AIM OF THE TASK
Substitute "place a marker on" for every "put a point on" in the lines below, leaving everything else unchanged, and leave the pictures out of your answer.

[Saved data entries]
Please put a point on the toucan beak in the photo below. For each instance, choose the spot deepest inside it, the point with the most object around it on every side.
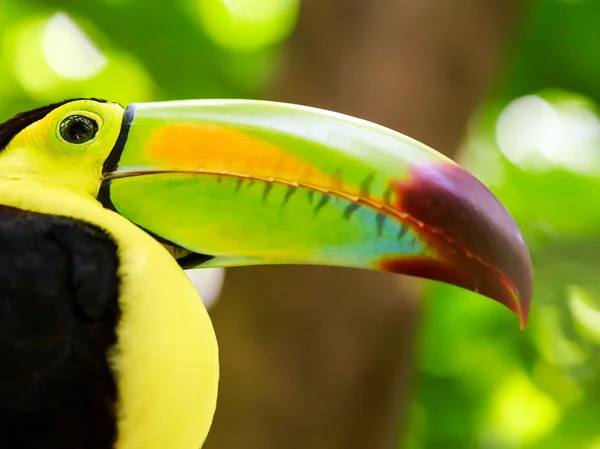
(240, 182)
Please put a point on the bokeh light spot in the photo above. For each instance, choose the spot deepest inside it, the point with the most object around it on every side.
(208, 282)
(540, 134)
(69, 51)
(248, 25)
(585, 313)
(521, 413)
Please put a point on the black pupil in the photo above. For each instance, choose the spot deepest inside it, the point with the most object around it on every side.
(78, 129)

WRITTEN SOLUTION
Please place a marker on the toucan beak in the photo below. For each instance, choose the spot deepest inside it, the point with the most object around it on every side.
(240, 182)
Please place a marker on the bokeh light spot in the photo above. For each instance, choose the spot deepest inside it, the point with the most object around it on every side.
(208, 282)
(540, 134)
(69, 51)
(248, 25)
(585, 313)
(521, 413)
Please place a marker on the black pupil in the photo above. For each instance, choose the spot deepest inside it, the point with the most object around it on every side.
(78, 129)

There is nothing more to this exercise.